## Work to be completed
Check each line below for the word "cloud". Then give only how many lines have it.

## Dataset records
═══

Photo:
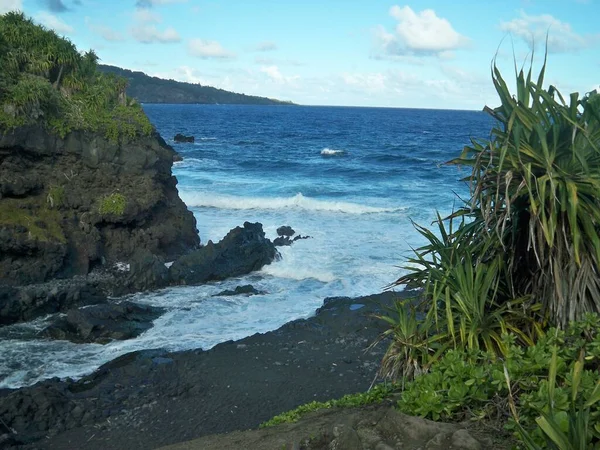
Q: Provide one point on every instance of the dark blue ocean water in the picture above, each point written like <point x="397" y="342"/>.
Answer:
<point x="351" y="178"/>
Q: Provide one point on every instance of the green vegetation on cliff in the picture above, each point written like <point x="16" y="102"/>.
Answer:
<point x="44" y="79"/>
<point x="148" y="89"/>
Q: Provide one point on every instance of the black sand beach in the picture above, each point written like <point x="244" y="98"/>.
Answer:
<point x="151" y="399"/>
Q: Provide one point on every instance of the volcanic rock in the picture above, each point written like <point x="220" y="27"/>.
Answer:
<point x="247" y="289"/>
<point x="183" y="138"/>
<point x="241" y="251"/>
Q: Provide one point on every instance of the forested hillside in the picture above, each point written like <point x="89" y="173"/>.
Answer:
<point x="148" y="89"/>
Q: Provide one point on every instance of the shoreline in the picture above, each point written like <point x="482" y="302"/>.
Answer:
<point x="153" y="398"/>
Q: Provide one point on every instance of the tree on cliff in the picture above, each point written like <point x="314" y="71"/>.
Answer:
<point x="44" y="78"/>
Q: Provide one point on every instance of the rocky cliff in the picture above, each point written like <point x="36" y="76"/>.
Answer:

═══

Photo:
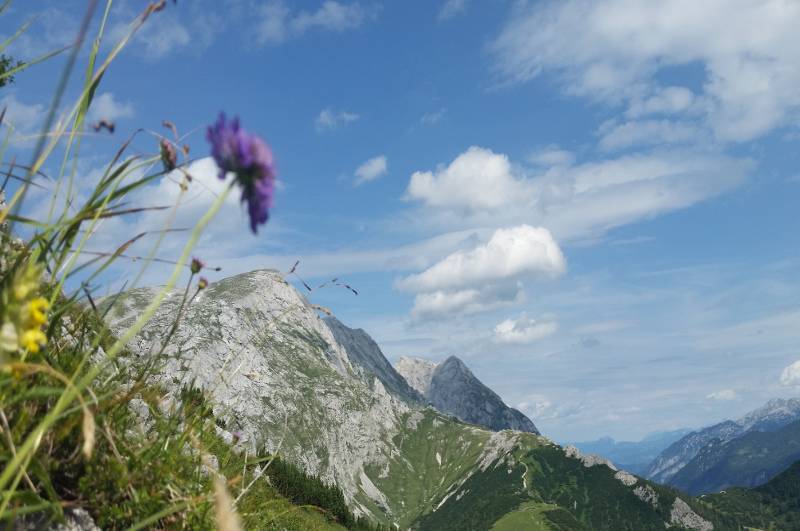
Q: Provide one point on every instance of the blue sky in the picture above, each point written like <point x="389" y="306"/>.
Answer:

═══

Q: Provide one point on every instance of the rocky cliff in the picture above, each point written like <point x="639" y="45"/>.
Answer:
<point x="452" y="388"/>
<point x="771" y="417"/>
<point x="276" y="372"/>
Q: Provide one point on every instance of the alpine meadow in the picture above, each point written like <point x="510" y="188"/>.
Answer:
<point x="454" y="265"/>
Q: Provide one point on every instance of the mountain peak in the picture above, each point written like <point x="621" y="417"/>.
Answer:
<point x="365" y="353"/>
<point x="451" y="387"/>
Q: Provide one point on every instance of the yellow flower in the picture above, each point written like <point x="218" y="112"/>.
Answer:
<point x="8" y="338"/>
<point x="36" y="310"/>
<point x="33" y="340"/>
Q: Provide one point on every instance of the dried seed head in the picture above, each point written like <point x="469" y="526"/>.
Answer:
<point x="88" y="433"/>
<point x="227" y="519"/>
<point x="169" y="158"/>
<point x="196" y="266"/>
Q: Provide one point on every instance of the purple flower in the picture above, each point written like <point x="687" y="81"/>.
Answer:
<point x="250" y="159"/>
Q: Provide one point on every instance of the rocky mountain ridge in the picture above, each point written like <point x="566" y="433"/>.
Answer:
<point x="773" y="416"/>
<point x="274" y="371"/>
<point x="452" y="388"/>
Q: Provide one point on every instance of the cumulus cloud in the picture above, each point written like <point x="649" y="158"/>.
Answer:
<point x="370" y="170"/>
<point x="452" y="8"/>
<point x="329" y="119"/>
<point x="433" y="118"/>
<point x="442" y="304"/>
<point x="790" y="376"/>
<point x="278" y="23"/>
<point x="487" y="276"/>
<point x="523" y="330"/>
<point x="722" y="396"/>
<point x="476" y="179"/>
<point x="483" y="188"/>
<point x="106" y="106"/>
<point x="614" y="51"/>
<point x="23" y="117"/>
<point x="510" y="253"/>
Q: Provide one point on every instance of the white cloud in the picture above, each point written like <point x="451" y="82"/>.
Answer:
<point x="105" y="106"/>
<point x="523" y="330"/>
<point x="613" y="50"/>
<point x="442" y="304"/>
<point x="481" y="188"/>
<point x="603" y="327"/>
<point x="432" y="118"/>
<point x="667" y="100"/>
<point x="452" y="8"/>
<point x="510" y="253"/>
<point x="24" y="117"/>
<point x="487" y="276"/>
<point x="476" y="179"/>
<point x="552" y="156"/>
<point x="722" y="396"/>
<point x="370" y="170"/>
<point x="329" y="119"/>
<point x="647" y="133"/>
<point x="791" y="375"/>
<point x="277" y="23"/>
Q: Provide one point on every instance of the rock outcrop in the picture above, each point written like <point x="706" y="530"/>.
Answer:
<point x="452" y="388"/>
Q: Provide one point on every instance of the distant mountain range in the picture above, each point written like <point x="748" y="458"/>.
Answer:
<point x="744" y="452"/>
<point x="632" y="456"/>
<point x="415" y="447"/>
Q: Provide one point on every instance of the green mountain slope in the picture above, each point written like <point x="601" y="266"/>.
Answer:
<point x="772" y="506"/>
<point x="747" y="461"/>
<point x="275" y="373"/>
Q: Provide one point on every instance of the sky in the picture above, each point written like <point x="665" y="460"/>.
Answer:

═══

## Response below
2